# [Fragmento]
Mi última columna titulaba “Mierda”, expresaba, con el hígado, con el estómago y con el corazón, la decepción y el desasosiego que todos experimentamos a raíz del escándalo protagonizado por el señor Santos Ramírez en los múltiples hechos irregulares a la cabeza de Yacimientos Petrolíferos Fiscales Bolivianos.
Perdón, me parece que me equivoco al decir que todos sentimos lo mismo. Pensándolo bien, pienso que las reacciones fueron disímiles y acordes a la supuesta polaridad reinante en el país. Normalmente, esto debería habernos afectado a todos por igual, dadas las formas, la magnitud y el alcance de los hechos. Pero resulta que no es así.

# [Material entregado]
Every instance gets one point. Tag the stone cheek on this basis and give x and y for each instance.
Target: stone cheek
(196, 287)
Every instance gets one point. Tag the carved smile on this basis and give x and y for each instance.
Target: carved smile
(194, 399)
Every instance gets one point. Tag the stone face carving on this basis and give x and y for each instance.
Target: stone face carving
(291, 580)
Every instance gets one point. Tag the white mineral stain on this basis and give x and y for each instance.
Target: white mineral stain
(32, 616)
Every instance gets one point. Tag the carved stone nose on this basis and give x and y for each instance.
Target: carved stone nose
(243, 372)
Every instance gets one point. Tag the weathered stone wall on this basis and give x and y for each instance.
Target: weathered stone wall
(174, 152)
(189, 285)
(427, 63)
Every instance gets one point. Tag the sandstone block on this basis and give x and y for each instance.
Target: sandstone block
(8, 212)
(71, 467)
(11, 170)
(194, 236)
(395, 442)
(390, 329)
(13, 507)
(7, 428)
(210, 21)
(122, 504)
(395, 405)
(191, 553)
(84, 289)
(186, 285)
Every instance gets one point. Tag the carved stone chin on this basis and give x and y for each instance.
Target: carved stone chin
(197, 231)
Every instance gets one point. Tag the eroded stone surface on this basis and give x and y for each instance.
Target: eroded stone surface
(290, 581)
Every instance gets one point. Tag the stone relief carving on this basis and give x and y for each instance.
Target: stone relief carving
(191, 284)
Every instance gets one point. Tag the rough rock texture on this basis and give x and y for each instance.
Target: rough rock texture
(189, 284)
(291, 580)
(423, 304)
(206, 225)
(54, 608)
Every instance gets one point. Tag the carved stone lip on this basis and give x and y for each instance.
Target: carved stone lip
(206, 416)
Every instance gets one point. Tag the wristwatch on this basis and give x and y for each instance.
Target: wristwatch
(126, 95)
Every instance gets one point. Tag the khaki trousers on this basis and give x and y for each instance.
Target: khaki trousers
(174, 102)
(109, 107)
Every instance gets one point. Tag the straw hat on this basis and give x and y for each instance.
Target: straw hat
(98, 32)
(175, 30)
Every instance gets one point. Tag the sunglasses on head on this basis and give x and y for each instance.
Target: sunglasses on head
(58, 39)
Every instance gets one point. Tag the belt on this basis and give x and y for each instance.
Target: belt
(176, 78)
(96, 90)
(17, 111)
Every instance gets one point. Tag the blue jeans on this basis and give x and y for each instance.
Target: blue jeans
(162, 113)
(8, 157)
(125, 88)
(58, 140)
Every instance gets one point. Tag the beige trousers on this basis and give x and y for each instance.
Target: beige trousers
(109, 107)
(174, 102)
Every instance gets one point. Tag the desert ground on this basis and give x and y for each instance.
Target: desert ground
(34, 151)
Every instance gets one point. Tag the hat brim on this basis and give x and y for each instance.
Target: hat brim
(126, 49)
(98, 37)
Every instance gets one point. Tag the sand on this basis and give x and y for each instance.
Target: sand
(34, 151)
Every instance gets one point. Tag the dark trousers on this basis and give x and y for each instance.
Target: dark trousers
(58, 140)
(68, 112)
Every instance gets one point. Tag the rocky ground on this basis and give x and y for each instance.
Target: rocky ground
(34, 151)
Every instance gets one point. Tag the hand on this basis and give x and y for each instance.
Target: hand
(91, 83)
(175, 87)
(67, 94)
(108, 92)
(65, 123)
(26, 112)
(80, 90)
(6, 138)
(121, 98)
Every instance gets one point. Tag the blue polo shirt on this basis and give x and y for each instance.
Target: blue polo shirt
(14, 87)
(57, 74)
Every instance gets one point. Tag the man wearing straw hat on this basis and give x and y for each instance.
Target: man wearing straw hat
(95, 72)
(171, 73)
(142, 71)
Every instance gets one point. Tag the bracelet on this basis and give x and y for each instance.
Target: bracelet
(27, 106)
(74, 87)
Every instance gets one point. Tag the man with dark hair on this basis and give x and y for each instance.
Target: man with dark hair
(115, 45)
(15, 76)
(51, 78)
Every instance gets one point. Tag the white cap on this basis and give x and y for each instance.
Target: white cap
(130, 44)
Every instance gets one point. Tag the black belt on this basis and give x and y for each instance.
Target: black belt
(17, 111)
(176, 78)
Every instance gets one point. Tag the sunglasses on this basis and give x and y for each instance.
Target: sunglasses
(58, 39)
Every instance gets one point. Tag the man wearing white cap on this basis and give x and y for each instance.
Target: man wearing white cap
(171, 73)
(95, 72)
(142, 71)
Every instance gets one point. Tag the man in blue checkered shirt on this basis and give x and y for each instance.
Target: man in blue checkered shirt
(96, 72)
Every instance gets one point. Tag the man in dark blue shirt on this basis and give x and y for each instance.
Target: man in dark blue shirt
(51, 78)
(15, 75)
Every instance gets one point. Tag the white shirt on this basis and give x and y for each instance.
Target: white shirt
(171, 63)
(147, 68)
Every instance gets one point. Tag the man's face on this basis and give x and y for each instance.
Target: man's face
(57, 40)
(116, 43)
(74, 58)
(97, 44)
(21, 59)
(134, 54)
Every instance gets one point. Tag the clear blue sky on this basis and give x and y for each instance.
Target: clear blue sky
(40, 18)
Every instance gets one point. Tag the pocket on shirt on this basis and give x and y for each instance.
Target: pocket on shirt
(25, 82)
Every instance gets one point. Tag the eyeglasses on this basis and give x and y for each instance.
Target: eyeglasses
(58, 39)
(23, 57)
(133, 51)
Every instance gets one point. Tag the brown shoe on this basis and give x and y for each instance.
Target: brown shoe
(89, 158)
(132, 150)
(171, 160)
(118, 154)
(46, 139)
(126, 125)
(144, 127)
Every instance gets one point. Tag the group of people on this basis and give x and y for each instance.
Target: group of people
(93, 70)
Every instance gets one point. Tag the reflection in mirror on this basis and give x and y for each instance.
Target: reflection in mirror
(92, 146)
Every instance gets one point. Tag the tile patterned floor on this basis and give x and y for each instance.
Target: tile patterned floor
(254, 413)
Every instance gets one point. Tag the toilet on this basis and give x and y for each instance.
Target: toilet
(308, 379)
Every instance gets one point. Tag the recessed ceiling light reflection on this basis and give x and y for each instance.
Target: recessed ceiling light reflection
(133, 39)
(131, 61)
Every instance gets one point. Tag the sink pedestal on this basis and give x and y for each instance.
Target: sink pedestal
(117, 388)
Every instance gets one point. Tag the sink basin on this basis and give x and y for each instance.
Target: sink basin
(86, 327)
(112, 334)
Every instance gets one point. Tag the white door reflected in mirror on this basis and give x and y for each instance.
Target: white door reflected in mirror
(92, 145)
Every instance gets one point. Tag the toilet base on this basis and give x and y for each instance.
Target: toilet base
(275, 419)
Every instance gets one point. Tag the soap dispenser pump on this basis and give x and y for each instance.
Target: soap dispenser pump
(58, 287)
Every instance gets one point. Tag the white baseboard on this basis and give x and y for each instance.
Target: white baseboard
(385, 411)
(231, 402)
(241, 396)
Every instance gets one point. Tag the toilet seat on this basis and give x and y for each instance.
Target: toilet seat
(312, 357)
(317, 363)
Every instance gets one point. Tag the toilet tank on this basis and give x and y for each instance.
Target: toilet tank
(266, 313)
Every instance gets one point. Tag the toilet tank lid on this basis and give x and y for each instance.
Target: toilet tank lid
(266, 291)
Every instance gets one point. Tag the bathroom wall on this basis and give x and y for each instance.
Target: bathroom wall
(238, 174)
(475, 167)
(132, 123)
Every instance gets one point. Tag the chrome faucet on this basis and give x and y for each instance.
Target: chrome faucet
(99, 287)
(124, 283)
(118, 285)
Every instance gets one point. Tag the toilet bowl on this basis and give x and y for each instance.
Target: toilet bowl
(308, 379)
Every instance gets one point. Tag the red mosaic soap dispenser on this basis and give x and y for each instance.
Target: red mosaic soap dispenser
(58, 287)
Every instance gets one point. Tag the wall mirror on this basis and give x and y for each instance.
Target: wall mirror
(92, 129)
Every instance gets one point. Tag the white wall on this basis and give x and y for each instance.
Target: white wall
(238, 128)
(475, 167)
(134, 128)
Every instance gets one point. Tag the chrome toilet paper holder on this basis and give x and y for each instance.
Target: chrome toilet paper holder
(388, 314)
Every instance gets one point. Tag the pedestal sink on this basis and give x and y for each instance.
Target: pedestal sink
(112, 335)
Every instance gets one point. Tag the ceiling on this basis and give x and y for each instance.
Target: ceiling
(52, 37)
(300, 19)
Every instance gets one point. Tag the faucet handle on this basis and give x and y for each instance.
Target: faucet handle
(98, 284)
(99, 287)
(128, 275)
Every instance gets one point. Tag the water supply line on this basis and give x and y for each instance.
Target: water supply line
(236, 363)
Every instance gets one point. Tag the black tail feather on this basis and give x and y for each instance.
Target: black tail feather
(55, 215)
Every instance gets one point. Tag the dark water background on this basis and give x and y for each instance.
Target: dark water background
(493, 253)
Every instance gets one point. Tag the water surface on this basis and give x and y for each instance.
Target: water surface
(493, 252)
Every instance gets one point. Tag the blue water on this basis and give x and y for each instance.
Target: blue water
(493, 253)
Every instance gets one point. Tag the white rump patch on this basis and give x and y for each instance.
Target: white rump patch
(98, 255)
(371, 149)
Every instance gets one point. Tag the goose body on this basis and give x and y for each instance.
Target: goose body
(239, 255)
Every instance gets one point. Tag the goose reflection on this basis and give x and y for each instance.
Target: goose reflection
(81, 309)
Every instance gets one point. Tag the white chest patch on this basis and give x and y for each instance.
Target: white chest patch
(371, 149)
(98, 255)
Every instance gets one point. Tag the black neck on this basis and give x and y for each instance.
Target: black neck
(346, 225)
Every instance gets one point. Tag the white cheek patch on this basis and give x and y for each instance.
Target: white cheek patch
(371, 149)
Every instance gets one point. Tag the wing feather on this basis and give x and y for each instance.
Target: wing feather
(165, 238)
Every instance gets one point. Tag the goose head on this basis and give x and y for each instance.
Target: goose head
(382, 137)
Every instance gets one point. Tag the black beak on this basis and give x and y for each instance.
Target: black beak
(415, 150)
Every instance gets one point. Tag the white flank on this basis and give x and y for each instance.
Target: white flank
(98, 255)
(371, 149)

# [Trabajo por hacer]
Edita el tramo de la columna que va desde "Mi última columna" hasta "que no es así.", cambiando "desasosiego" por "malestar". Las filas no hacen falta para esto.

# [Solución]
Mi última columna titulaba “Mierda”, expresaba, con el hígado, con el estómago y con el corazón, la decepción y el malestar que todos experimentamos a raíz del escándalo protagonizado por el señor Santos Ramírez en los múltiples hechos irregulares a la cabeza de Yacimientos Petrolíferos Fiscales Bolivianos.
Perdón, me parece que me equivoco al decir que todos sentimos lo mismo. Pensándolo bien, pienso que las reacciones fueron disímiles y acordes a la supuesta polaridad reinante en el país. Normalmente, esto debería habernos afectado a todos por igual, dadas las formas, la magnitud y el alcance de los hechos. Pero resulta que no es así.